- _Reading passage_

And, to the point of my quote above, when things suddenly get worse – when the standard deviation increases or the average goes in the wrong direction – the SLO is there so that they can monitor it and know something has gone wrong.
(An SLI – Service Level Indicator – is the thing you measure. But it’s not useful by itself. You have to monitor for changes in the average and standard deviation, and that’s essentially the SLO.)
I think it’s pretty clear that SRE is a thing that works. SLOs give us some clues about why:
-
SLOs are loose predictions, not strict deadlines.
-
SLOs are based on measured history, not arbitrary targets thrown out by some executive.
We need SLOs for software development processes, essentially.
Schedule prediction is a psychological game
That was a bunch of philosophy. Let’s switch to psychology. My favourite
software psychologist is Joel Spolsky, of the famous Joel on Software blog.
Way back in the early 2000s, he wrote a very important post called “Painless
Software Schedules,” which is the one I’ve linked to above. If you follow
the link, you’ll see a note at the top that he no longer thinks you should
take his advice and you should use his newfangled thing instead. I’m sure
his newfangled thing is very nice, but it’s not as simple and elegant as his
old thing. Read his old thing first, and worry about the new thing later,
if you have time.
One of my favourite quotes from that article is linked above. More than a decade ago, at my first company, I was leading our eng team and I infamously (for us) provided the second above quote in response.
What Joel meant by “psychological games” was managers trying to negotiate with engineers about how long a project would take. These conversations always go the same way. The manager has all the power (the power to fire you or cancel your bonus, for example), and the engineer has none. The manager is a professional negotiator (that’s basically what management is) and the engineer is not. The manager also knows what the manager wants (which is the software to be done sooner). The engineer has made an estimate off the top of their head, and is probably in the right ballpark, but not at all sure they have the right number. So the manager says, “Scotty, we need more power!” and the engineer says, “She canna take much more o’ this, captain!” but somehow pulls it off anyway. Ha ha, just kidding! That was a TV show. In real life, Scotty agrees to try, but then can’t pull it off after all and the ship blows up. That manager’s negotiation skills have very much not paid off here. But they sure psyched out the engineer!

- _Request_
Revise the passage on SLOs, starting at "I think it’s" and ending at "development processes, essentially.", so that "observed history" takes the place of "measured history".

- _Data lines_
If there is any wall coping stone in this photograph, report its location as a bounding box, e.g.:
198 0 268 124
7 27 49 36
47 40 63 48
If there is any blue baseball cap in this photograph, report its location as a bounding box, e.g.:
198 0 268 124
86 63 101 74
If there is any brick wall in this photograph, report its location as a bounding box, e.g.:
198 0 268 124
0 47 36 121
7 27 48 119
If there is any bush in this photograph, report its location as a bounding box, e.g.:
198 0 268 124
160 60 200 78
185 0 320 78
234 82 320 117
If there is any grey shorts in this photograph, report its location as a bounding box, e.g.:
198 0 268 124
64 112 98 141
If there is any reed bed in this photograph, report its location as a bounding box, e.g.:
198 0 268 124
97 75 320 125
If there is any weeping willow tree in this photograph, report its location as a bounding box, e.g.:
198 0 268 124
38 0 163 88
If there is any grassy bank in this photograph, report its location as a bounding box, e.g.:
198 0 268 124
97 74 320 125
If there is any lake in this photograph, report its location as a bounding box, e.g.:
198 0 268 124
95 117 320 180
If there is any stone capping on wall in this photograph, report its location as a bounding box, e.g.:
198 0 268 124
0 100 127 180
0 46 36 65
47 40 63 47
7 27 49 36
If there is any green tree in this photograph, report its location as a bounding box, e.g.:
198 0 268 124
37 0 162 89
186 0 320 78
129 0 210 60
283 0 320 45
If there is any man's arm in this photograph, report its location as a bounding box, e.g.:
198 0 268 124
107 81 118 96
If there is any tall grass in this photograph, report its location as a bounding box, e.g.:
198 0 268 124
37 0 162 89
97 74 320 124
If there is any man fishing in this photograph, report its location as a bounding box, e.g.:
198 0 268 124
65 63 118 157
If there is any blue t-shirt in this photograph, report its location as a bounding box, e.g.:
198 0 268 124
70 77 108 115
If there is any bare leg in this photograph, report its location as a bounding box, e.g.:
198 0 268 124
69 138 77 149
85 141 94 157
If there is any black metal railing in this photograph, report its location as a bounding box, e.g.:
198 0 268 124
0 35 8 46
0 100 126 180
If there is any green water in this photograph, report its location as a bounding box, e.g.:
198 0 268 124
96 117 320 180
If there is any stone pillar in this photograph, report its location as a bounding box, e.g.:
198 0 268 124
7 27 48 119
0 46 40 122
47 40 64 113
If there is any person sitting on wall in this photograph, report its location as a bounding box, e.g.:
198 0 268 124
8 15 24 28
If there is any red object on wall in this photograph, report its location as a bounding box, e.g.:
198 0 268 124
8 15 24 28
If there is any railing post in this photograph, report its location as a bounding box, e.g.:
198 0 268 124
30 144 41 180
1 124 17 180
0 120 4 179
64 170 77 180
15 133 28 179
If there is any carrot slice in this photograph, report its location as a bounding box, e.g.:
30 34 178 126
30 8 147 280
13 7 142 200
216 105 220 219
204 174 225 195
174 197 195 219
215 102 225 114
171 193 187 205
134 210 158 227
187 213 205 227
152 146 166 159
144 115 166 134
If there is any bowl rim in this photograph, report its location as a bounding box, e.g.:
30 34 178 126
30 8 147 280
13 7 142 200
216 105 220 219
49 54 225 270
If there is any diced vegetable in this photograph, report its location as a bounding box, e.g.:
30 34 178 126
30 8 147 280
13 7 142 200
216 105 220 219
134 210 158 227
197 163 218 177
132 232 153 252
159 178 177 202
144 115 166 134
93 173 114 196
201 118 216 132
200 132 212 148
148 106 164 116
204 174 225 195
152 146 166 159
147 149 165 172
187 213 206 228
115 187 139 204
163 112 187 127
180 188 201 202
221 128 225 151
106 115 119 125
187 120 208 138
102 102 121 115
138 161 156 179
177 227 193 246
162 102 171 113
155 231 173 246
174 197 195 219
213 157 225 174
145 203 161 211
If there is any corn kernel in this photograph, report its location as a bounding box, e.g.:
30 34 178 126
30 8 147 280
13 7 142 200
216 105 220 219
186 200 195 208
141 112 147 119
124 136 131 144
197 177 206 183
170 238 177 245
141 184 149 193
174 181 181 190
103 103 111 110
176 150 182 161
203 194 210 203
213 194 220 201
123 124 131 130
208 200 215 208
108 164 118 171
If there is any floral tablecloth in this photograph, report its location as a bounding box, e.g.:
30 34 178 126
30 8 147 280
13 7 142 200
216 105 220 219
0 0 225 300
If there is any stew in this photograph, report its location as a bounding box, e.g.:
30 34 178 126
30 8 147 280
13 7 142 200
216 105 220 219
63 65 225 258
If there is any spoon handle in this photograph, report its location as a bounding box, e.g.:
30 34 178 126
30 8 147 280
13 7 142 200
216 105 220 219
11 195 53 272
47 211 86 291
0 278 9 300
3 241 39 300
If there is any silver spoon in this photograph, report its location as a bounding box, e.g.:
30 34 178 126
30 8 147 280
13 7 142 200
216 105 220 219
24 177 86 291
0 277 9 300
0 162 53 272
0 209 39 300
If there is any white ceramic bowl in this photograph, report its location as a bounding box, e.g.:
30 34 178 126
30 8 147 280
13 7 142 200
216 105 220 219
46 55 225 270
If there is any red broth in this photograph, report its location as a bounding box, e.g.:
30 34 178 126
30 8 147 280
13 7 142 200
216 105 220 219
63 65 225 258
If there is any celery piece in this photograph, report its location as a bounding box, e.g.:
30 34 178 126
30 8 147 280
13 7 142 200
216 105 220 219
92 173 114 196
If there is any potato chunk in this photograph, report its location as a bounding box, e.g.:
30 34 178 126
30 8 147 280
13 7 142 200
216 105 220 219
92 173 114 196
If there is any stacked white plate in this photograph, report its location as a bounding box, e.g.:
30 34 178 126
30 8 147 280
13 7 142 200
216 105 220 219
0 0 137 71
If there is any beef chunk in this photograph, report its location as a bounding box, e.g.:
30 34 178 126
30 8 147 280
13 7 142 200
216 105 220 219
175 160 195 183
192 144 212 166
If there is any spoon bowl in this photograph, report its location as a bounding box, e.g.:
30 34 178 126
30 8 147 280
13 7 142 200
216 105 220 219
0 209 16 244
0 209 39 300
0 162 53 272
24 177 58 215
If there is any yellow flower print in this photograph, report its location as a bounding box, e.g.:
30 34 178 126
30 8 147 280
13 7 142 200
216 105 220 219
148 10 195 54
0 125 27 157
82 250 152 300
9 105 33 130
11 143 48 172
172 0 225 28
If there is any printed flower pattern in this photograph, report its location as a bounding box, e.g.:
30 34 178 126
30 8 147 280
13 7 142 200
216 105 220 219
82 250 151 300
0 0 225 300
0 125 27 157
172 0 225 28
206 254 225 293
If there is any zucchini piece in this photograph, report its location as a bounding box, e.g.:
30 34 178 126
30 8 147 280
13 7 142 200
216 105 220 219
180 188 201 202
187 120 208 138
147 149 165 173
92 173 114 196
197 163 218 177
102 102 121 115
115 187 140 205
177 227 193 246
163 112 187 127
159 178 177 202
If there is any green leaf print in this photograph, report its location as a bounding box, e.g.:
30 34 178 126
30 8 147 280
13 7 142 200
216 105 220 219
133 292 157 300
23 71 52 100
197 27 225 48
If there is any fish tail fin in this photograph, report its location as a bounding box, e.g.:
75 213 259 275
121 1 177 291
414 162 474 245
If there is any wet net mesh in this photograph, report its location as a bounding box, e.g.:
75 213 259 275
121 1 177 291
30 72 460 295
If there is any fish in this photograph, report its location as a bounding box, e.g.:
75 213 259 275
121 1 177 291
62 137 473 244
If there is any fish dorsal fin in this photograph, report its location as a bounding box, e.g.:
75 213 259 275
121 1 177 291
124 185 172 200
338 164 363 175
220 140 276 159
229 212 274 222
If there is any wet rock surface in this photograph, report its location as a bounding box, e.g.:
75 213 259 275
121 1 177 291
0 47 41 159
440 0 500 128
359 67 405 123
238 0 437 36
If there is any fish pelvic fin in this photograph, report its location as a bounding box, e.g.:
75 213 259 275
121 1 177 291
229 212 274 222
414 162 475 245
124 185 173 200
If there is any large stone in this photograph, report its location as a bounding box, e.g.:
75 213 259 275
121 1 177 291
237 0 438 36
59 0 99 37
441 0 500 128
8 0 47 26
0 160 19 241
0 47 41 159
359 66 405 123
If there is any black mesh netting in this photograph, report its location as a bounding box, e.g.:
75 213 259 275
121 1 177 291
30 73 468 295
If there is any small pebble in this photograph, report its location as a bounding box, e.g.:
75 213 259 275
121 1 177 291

- _The answer_
I think it’s pretty clear that SRE is a thing that works. SLOs give us some clues about why:
-
SLOs are loose predictions, not strict deadlines.
-
SLOs are based on observed history, not arbitrary targets thrown out by some executive.
We need SLOs for software development processes, essentially.